**Reading passage**
....

In her first remarks since parting with her police chief, she says the city is eager to partner with state cops on homelessness and drugs, but says threatening to cut funding isn’t the way to do it.

Republicans on Utah’s Capitol Hill appear adamant about the possibility of state police intervening to bolster efforts by Salt Lake City cops to crack down on illegal encampments and drug activity.

Mayor Erin Mendenhall’s nudging Police Chief Mike Brown into retirement last week doesn’t seem to have changed that picture.

Mendenhall pushed back firmly Friday on a pending bill to require the capital city to ink an interagency pact with the state Department of Public Safety, which then could deploy its own rapid-response teams to city hot spots to enforce public safety, break up camps and make arrests.

The city wants to collaborate, the mayor told skeptical state lawmakers, but not under threat of being cut off from state funds to ease impacts of homelessness or from gas-tax money for roads.

Taking that approach — as spelled out in HB465 — is needlessly punitive toward cities, Mendenhall said, and could even harm new attempts at stepping up public safety enforcement.

“Legislation that requires cities to enter into this partnership and penalizes if we do not is not real collaboration,” the mayor told a legislative panel. “It is coercive and it is unnecessary and damaging to the trust that should be built between our levels of government if we are truly going to work together to solve big problems.”

....

**Given information**
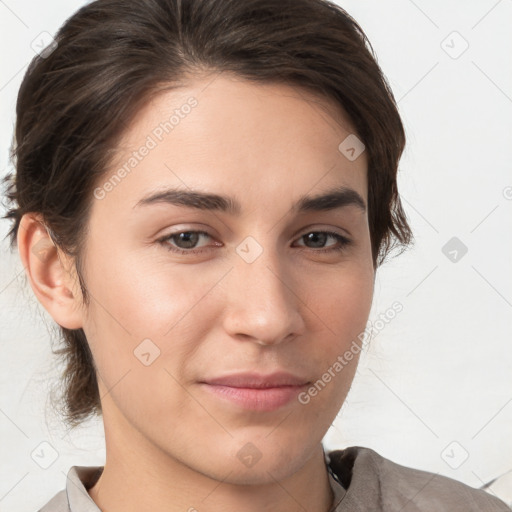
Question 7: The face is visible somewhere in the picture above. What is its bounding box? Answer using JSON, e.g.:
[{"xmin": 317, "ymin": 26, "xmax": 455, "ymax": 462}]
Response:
[{"xmin": 78, "ymin": 74, "xmax": 374, "ymax": 483}]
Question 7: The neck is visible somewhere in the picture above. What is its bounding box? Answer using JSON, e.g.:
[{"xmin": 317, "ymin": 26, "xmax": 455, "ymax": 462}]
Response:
[{"xmin": 88, "ymin": 412, "xmax": 333, "ymax": 512}]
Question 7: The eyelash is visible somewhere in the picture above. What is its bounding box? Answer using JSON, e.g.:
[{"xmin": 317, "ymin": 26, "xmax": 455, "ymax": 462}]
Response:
[{"xmin": 157, "ymin": 230, "xmax": 352, "ymax": 254}]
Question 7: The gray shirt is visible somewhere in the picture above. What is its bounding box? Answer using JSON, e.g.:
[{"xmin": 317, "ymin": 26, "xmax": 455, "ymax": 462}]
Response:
[{"xmin": 39, "ymin": 446, "xmax": 511, "ymax": 512}]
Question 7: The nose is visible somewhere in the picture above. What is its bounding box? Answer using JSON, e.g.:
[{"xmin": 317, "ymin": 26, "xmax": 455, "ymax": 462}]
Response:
[{"xmin": 224, "ymin": 241, "xmax": 305, "ymax": 345}]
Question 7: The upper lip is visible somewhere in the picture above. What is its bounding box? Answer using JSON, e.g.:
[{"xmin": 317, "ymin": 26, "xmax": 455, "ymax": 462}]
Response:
[{"xmin": 203, "ymin": 371, "xmax": 308, "ymax": 388}]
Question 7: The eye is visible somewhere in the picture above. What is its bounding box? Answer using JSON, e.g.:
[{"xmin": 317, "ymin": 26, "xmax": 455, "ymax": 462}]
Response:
[
  {"xmin": 158, "ymin": 231, "xmax": 211, "ymax": 254},
  {"xmin": 299, "ymin": 231, "xmax": 352, "ymax": 252},
  {"xmin": 157, "ymin": 231, "xmax": 352, "ymax": 254}
]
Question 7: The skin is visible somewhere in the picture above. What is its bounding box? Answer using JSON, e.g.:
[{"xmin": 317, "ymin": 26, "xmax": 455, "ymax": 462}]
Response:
[{"xmin": 18, "ymin": 74, "xmax": 375, "ymax": 512}]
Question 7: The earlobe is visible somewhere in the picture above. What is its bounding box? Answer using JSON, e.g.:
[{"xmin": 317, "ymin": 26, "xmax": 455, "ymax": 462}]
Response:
[{"xmin": 17, "ymin": 213, "xmax": 83, "ymax": 329}]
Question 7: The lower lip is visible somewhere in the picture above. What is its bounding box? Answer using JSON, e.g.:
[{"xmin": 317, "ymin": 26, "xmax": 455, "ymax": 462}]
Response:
[{"xmin": 202, "ymin": 383, "xmax": 307, "ymax": 411}]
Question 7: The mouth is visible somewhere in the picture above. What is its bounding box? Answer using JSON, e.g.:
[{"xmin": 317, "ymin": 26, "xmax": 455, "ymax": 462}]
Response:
[{"xmin": 199, "ymin": 372, "xmax": 310, "ymax": 411}]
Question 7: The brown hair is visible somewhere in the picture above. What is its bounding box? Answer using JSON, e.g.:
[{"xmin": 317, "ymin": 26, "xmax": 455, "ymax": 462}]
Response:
[{"xmin": 4, "ymin": 0, "xmax": 412, "ymax": 426}]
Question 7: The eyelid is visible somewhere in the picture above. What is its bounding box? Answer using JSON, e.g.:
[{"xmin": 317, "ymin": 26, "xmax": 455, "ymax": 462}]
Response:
[{"xmin": 157, "ymin": 226, "xmax": 353, "ymax": 255}]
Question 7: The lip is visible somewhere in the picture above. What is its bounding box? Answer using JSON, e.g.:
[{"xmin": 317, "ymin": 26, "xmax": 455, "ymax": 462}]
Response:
[{"xmin": 199, "ymin": 372, "xmax": 309, "ymax": 411}]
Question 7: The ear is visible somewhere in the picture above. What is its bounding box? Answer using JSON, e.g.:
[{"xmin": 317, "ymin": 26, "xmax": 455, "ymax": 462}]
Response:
[{"xmin": 17, "ymin": 213, "xmax": 83, "ymax": 329}]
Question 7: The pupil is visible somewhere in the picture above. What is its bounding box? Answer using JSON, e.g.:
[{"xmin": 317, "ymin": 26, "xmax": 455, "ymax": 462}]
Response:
[
  {"xmin": 306, "ymin": 233, "xmax": 327, "ymax": 247},
  {"xmin": 179, "ymin": 231, "xmax": 198, "ymax": 249}
]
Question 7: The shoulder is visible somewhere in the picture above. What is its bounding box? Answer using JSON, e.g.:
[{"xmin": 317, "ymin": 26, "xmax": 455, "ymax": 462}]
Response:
[
  {"xmin": 328, "ymin": 446, "xmax": 510, "ymax": 512},
  {"xmin": 38, "ymin": 466, "xmax": 103, "ymax": 512},
  {"xmin": 38, "ymin": 491, "xmax": 69, "ymax": 512}
]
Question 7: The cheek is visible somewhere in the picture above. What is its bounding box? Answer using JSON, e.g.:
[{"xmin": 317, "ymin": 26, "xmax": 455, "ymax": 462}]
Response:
[{"xmin": 84, "ymin": 243, "xmax": 229, "ymax": 387}]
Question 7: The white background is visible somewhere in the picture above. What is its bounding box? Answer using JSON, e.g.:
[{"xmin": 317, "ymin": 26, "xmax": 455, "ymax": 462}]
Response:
[{"xmin": 0, "ymin": 0, "xmax": 512, "ymax": 512}]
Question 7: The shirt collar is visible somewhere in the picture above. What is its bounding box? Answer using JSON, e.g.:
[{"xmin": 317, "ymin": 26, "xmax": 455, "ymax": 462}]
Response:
[{"xmin": 62, "ymin": 452, "xmax": 346, "ymax": 512}]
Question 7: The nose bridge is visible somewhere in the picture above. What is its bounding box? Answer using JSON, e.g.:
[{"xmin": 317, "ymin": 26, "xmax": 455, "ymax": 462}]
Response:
[{"xmin": 225, "ymin": 236, "xmax": 303, "ymax": 344}]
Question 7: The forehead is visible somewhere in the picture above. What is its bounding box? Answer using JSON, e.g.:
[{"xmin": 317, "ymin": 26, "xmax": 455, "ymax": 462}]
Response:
[{"xmin": 95, "ymin": 74, "xmax": 367, "ymax": 216}]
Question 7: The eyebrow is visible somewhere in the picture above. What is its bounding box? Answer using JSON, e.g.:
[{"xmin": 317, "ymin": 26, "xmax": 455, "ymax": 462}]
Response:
[{"xmin": 133, "ymin": 186, "xmax": 366, "ymax": 215}]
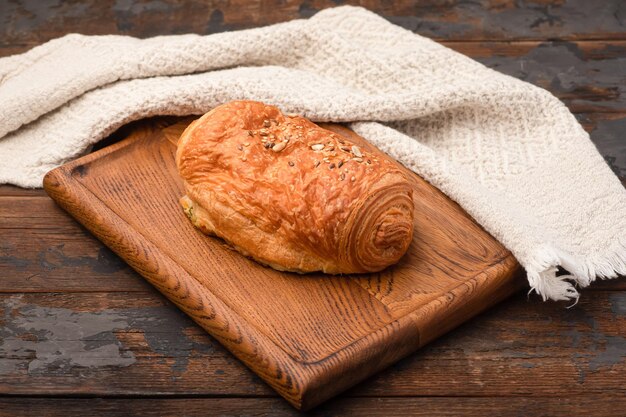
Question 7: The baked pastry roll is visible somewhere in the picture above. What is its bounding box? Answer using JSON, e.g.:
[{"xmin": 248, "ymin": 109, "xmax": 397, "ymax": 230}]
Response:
[{"xmin": 176, "ymin": 101, "xmax": 413, "ymax": 274}]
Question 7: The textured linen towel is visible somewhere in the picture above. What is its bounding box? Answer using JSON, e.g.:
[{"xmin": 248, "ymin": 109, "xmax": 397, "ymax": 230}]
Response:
[{"xmin": 0, "ymin": 7, "xmax": 626, "ymax": 300}]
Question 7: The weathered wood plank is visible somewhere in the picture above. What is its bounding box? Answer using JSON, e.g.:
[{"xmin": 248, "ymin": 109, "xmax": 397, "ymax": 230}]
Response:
[
  {"xmin": 0, "ymin": 394, "xmax": 626, "ymax": 417},
  {"xmin": 0, "ymin": 0, "xmax": 626, "ymax": 45},
  {"xmin": 0, "ymin": 291, "xmax": 626, "ymax": 398},
  {"xmin": 0, "ymin": 184, "xmax": 48, "ymax": 198},
  {"xmin": 0, "ymin": 291, "xmax": 274, "ymax": 396}
]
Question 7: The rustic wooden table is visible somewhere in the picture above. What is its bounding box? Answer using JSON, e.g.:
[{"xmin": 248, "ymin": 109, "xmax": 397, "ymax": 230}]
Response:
[{"xmin": 0, "ymin": 0, "xmax": 626, "ymax": 416}]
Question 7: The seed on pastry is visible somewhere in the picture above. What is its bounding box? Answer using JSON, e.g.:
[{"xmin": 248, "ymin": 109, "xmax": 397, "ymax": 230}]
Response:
[{"xmin": 272, "ymin": 142, "xmax": 287, "ymax": 152}]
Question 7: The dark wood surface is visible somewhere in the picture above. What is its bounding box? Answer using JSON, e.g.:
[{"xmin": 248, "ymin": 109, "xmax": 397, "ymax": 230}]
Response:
[
  {"xmin": 44, "ymin": 119, "xmax": 523, "ymax": 409},
  {"xmin": 0, "ymin": 0, "xmax": 626, "ymax": 416}
]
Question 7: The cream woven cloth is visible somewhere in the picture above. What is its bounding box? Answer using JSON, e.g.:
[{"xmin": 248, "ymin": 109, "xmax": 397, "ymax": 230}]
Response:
[{"xmin": 0, "ymin": 7, "xmax": 626, "ymax": 300}]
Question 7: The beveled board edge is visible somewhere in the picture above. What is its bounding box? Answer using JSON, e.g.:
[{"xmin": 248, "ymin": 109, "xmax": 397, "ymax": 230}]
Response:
[{"xmin": 44, "ymin": 124, "xmax": 522, "ymax": 410}]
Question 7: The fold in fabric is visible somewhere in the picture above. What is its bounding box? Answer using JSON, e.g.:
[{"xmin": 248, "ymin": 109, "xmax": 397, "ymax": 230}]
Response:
[{"xmin": 0, "ymin": 6, "xmax": 626, "ymax": 300}]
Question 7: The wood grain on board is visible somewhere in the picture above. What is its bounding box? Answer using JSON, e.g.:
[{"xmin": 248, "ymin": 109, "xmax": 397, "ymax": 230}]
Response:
[
  {"xmin": 44, "ymin": 120, "xmax": 522, "ymax": 409},
  {"xmin": 0, "ymin": 0, "xmax": 626, "ymax": 416}
]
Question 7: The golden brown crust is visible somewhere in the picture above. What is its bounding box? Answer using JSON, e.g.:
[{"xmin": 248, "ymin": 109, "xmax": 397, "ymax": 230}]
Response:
[{"xmin": 176, "ymin": 101, "xmax": 413, "ymax": 273}]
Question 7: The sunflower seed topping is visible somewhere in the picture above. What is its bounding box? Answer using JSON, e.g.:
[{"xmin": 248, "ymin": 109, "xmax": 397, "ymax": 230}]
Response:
[{"xmin": 272, "ymin": 142, "xmax": 287, "ymax": 152}]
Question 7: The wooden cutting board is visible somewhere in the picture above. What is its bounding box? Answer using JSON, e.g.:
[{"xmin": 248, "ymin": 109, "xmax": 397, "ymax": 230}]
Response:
[{"xmin": 44, "ymin": 119, "xmax": 522, "ymax": 409}]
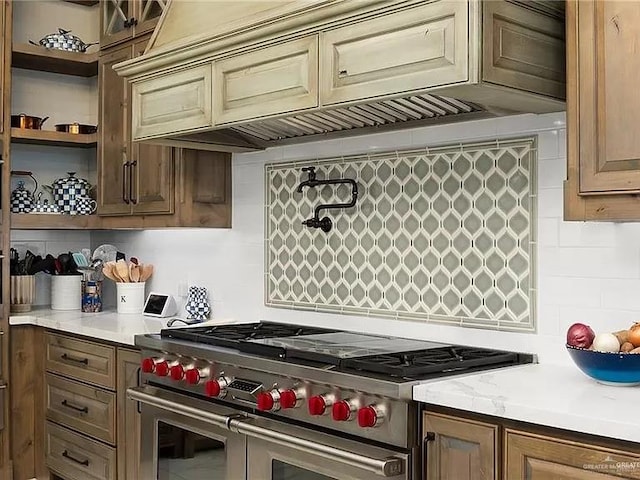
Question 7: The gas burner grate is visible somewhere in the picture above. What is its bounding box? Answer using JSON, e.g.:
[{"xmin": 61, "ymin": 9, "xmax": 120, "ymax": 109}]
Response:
[
  {"xmin": 160, "ymin": 322, "xmax": 334, "ymax": 357},
  {"xmin": 341, "ymin": 346, "xmax": 531, "ymax": 379}
]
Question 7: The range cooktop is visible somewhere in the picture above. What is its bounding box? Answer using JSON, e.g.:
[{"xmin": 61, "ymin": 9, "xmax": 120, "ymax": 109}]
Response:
[{"xmin": 161, "ymin": 322, "xmax": 533, "ymax": 381}]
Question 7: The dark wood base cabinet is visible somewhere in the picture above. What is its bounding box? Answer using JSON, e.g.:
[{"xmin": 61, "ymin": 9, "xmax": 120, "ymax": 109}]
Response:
[{"xmin": 423, "ymin": 407, "xmax": 640, "ymax": 480}]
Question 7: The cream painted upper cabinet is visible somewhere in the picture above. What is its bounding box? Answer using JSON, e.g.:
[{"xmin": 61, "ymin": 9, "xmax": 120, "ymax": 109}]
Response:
[
  {"xmin": 131, "ymin": 63, "xmax": 213, "ymax": 140},
  {"xmin": 320, "ymin": 1, "xmax": 469, "ymax": 105},
  {"xmin": 213, "ymin": 35, "xmax": 318, "ymax": 125}
]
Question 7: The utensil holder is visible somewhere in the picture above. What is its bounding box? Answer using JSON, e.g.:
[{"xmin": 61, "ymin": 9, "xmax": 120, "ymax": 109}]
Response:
[
  {"xmin": 51, "ymin": 275, "xmax": 82, "ymax": 310},
  {"xmin": 116, "ymin": 282, "xmax": 145, "ymax": 314},
  {"xmin": 9, "ymin": 275, "xmax": 36, "ymax": 313},
  {"xmin": 82, "ymin": 280, "xmax": 102, "ymax": 313}
]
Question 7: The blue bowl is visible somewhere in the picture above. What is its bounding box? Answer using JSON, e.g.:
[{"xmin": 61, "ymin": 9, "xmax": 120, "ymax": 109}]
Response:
[{"xmin": 567, "ymin": 345, "xmax": 640, "ymax": 386}]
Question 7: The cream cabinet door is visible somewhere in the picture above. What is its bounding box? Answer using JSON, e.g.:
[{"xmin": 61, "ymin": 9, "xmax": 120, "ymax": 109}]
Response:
[
  {"xmin": 131, "ymin": 63, "xmax": 212, "ymax": 140},
  {"xmin": 213, "ymin": 35, "xmax": 318, "ymax": 125},
  {"xmin": 320, "ymin": 0, "xmax": 469, "ymax": 105}
]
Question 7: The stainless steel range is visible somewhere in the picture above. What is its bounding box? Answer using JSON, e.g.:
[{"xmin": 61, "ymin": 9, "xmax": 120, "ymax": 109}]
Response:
[{"xmin": 128, "ymin": 322, "xmax": 532, "ymax": 480}]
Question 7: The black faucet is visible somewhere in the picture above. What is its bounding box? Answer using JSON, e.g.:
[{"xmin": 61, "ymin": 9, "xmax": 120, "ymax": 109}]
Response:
[{"xmin": 296, "ymin": 167, "xmax": 358, "ymax": 233}]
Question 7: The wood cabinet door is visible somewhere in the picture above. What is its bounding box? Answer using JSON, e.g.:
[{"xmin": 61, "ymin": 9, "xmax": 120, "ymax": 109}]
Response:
[
  {"xmin": 100, "ymin": 0, "xmax": 134, "ymax": 49},
  {"xmin": 133, "ymin": 0, "xmax": 169, "ymax": 37},
  {"xmin": 567, "ymin": 0, "xmax": 640, "ymax": 195},
  {"xmin": 423, "ymin": 412, "xmax": 500, "ymax": 480},
  {"xmin": 320, "ymin": 2, "xmax": 469, "ymax": 105},
  {"xmin": 213, "ymin": 35, "xmax": 318, "ymax": 124},
  {"xmin": 117, "ymin": 348, "xmax": 140, "ymax": 480},
  {"xmin": 504, "ymin": 429, "xmax": 640, "ymax": 480},
  {"xmin": 98, "ymin": 45, "xmax": 132, "ymax": 216},
  {"xmin": 128, "ymin": 39, "xmax": 175, "ymax": 215}
]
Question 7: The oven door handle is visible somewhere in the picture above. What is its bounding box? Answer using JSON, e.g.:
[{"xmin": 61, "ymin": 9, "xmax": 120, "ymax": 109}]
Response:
[
  {"xmin": 228, "ymin": 418, "xmax": 404, "ymax": 477},
  {"xmin": 127, "ymin": 387, "xmax": 231, "ymax": 430}
]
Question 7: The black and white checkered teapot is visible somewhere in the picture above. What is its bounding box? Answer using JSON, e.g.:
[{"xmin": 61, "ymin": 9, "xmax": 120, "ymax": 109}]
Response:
[
  {"xmin": 47, "ymin": 172, "xmax": 93, "ymax": 215},
  {"xmin": 11, "ymin": 170, "xmax": 38, "ymax": 213}
]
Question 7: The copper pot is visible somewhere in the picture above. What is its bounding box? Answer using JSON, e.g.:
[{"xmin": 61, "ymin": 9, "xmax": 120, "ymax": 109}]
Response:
[
  {"xmin": 56, "ymin": 122, "xmax": 98, "ymax": 135},
  {"xmin": 11, "ymin": 113, "xmax": 49, "ymax": 130}
]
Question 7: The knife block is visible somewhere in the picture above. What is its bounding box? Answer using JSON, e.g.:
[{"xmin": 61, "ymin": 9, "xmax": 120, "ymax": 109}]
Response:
[{"xmin": 9, "ymin": 275, "xmax": 36, "ymax": 313}]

....

**What you will do**
[1] Answer these questions from the HB465 article:
(a) Who is the police chief that Mayor Erin Mendenhall nudged into retirement?
(b) Under the pending bill, which state agency would the capital city have to sign an interagency pact with?
(c) What two kinds of funding does the mayor say the city should not be threatened with losing?
[2] Duplicate the passage of the HB465 article between "The city wants" and "money for roads.", inclusive.
The listing is not needed here.

**Answers given**
[1]
(a) Mike Brown.
(b) The state Department of Public Safety.
(c) State funds to ease impacts of homelessness, and gas-tax money for roads.

[2]
The city wants to collaborate, the mayor told skeptical state lawmakers, but not under threat of being cut off from state funds to ease impacts of homelessness or from gas-tax money for roads.